[Segmentation mask data]
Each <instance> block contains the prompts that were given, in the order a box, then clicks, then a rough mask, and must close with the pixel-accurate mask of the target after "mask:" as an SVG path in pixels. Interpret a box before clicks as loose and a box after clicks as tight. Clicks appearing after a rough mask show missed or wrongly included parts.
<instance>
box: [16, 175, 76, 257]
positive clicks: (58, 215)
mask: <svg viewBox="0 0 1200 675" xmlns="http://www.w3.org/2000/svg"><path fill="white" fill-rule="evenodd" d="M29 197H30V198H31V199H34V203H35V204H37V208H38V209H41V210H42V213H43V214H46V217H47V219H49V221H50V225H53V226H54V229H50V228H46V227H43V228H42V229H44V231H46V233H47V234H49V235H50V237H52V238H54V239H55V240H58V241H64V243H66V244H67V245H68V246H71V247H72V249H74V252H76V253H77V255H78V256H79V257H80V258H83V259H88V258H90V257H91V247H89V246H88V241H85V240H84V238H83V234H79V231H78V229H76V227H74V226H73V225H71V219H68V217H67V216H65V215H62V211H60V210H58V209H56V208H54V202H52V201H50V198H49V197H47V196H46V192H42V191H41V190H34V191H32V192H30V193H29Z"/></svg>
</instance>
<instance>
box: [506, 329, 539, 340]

TO DO: Pull out each line of the data that contains the string "instance".

WRITTEN SOLUTION:
Each <instance> block contains the prompts that were given, in the order a box, then clicks, then a rough mask, and must close with the pixel-accurate mask of the target after "mask:" as an SVG path in pixels. Interpret a box before clicks as loose and a box after clicks as tight. Clicks appearing after a rough mask show missed or wrongly included parts.
<instance>
</instance>
<instance>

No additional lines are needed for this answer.